* _Written instruction_
Express each line of the entries below as a JSON list of strings, one string per line, leaving out blank lines. Omit the picture lines from your answer.

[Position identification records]
[BEGIN]
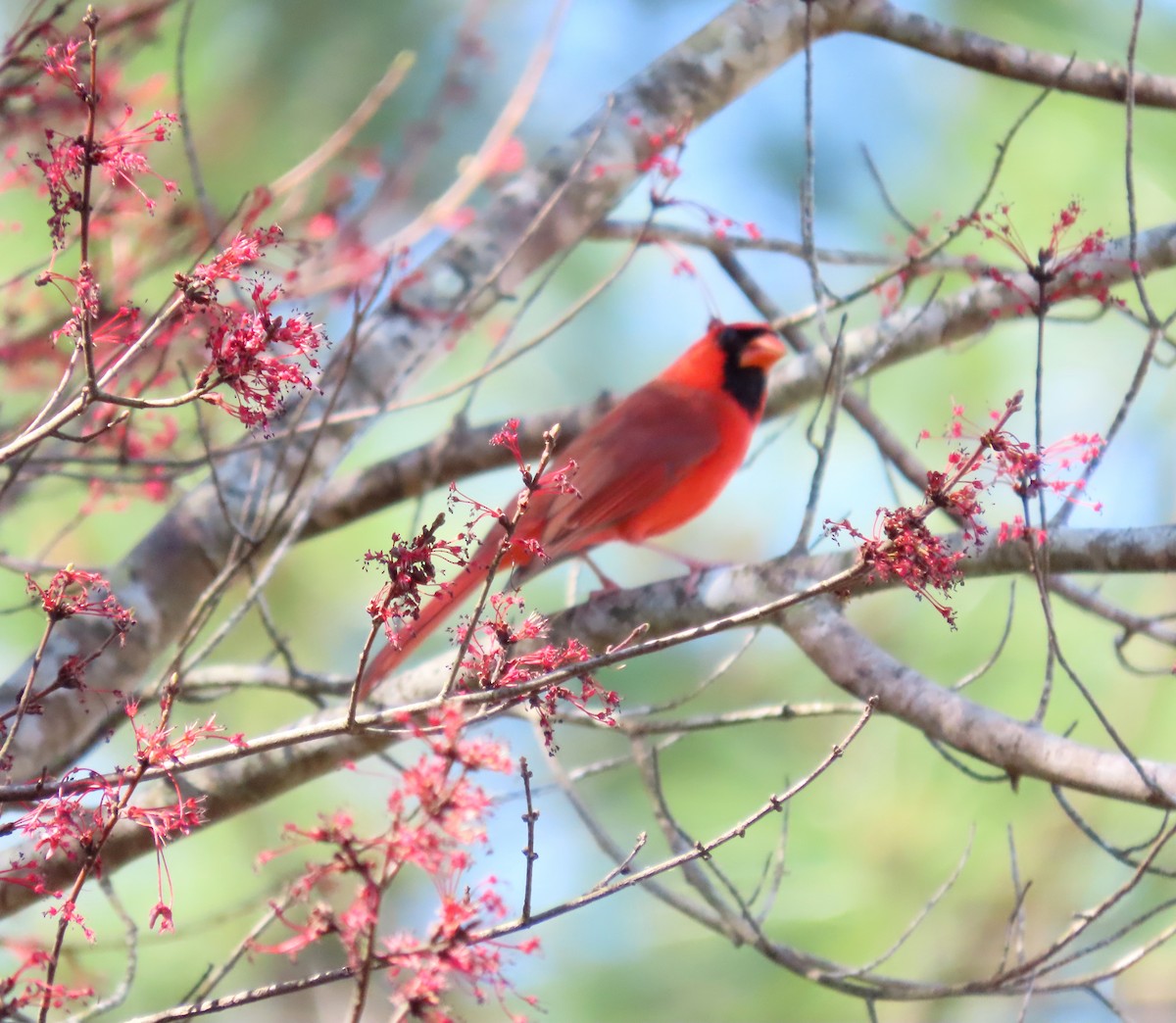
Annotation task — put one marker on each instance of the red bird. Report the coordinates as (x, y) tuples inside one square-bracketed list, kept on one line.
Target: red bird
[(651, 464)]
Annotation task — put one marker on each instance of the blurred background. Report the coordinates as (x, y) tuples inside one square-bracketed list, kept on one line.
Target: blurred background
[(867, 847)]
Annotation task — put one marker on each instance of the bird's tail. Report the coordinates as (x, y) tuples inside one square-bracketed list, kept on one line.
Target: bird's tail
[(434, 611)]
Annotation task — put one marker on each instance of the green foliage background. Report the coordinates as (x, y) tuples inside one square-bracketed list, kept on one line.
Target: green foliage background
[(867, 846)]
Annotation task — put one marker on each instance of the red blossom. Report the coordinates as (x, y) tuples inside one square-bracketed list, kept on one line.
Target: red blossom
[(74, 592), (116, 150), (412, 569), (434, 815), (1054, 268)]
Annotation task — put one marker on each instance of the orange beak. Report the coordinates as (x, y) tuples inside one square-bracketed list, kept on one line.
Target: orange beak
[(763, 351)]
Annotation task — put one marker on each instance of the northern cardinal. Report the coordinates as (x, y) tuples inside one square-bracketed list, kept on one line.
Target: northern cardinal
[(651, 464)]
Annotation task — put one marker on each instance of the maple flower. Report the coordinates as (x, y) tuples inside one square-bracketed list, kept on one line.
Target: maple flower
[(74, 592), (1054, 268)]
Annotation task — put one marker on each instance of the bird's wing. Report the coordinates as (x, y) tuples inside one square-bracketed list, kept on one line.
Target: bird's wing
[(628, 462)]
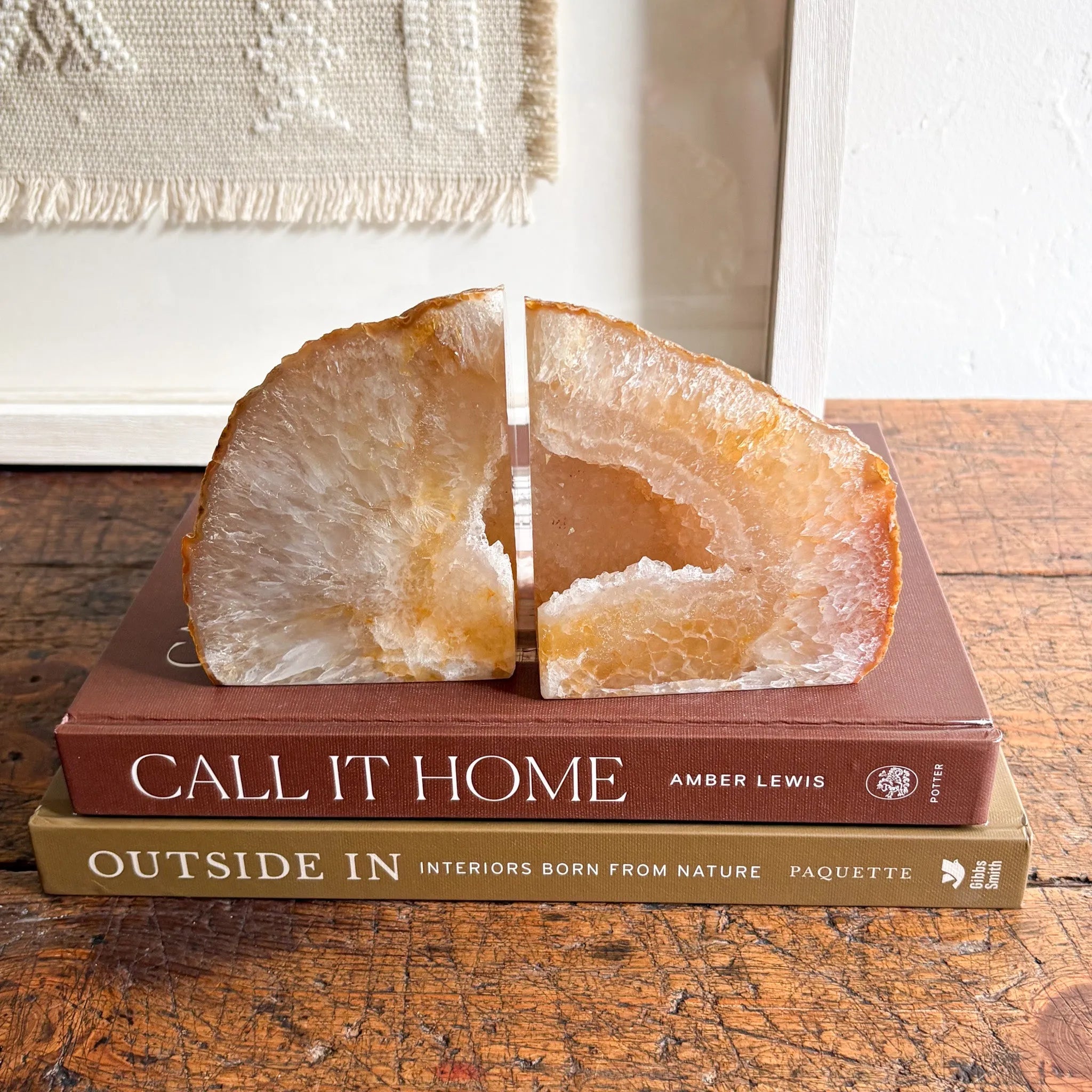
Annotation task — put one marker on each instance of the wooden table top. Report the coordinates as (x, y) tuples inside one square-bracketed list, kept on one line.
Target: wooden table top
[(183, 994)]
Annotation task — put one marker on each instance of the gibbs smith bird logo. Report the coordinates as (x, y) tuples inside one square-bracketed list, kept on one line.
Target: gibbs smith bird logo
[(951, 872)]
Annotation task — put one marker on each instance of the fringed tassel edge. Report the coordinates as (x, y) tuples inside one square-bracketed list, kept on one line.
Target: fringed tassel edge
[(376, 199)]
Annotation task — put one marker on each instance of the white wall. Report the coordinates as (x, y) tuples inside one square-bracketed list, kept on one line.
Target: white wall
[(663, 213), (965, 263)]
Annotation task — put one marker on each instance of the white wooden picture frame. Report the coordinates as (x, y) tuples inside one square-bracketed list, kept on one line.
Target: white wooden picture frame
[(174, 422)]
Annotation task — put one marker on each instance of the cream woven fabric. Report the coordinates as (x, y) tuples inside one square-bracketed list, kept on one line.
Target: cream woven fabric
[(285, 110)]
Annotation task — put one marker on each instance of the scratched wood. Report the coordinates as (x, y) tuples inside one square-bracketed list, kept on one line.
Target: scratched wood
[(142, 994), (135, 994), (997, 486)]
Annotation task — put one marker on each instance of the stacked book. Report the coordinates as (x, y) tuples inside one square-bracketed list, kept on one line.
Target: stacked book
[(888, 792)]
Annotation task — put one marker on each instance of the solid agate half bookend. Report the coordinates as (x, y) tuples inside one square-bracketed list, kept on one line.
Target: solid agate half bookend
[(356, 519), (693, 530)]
[END]
* _The response_
[
  "Annotation task — put one marker on each instance of the red bird. Report the coordinates as (x, y) tuples inside one square-bracketed list, kept on one line.",
  "Target: red bird",
  "[(651, 464)]",
  "Annotation task — put one marker on each instance of the blurred background. Report the coordinates as (x, y) tuples inside one square-bracketed list, kept on one line.",
  "Target: blurred background",
  "[(867, 847)]",
  "Annotation task — put one marker on each instance of the bird's tail. Report the coordinates as (x, y) tuples inside one square-bracketed list, kept on one line.",
  "Target: bird's tail",
  "[(434, 611)]",
  "Annotation task — put one marker on each instance of the green foliage background. Report the coordinates as (x, y) tuples inside one square-bracketed list, kept on one line.",
  "Target: green foliage background",
  "[(867, 846)]",
  "Annotation task — put one marker on each instance of the red blossom. Report the coordinates as (x, y) tuples inside one square-bracketed list, kept on one line.",
  "Target: red blossom",
  "[(74, 592), (116, 150), (412, 569), (434, 815), (1054, 268)]",
  "Annotation task — put one marker on each instance of the orange beak. Report the coordinates as (x, y) tuples inside one square-bracketed list, kept on one line.",
  "Target: orange beak",
  "[(763, 351)]",
  "Annotation task — put one marker on each instance of the northern cardinal. Report the coordinates as (x, y) tuples inside one square-bracketed list, kept on one line.",
  "Target: northern cardinal",
  "[(651, 464)]",
  "Annotation task — put one marker on each instance of the maple flower. Report the coordinates as (x, y) tuples inside one square-bracketed list, kept on one line.",
  "Target: maple flower",
  "[(74, 592), (1054, 268)]",
  "Annotation task — put one marker on each instance of the bird's wing. Report the coordinates as (x, y) tuples inside one square-bracketed list, kept on one line.",
  "Target: bird's wing",
  "[(628, 462)]",
  "Annotation task — put one marker on each instance of the wooden table top. Report the coordinates as (x, y) tuples inside one square-bracketed list, kept on one line.",
  "Target: wooden table top",
  "[(183, 994)]",
  "Annotation task — put one marker on each instance of the gibbs smith bird logo. Report the coordinates as (x, y) tuples inside one square-bracketed list, kept on one line.",
  "Target: gibbs smith bird logo",
  "[(951, 872)]",
  "Annotation task — put one marker on each instance of the fringed tassel edge. Report the coordinates as (x, y) tuples inside one square-bracketed list, kept on one line.",
  "Target: fringed tassel edge",
  "[(376, 199)]",
  "Annotation task — put one marker on each instance of the white wall. Report the coordinates as (x, y) tuples inside one square-bracketed list, kept on one line.",
  "Target: white wall",
  "[(663, 213), (965, 263)]",
  "Annotation task — put one marker on each instance of the white wooden picture frame. Report the coordinates as (x, y) tuples inside one square-bracketed list, kept on one line.",
  "Target: white wooden picture frame",
  "[(174, 422)]",
  "Annotation task — put one marker on each instance of the cream woven fabric. Report the coordinates as (x, y) tuples inside one square-bracketed list, kept on one line.",
  "Target: cream woven fabric",
  "[(285, 110)]",
  "Annotation task — put one marker on each instance of the scratched wood. Report the coordinates as (x, y) tuples inside one square-bracketed list, kept on one line.",
  "Target: scratched wood",
  "[(142, 994), (135, 994), (997, 486)]",
  "Annotation task — put one marker on each instance of the stacked book. Report the coordinates as (x, y) tuples inside one square-bracketed list, kept on one line.",
  "Target: stacked book",
  "[(888, 792)]",
  "Annotation task — put one marker on each instance of the solid agate half bookend. Report the coordinates as (x, y) tuples inside one square-bracketed list, kept on one line.",
  "Target: solid agate half bookend",
  "[(356, 519), (693, 530)]"
]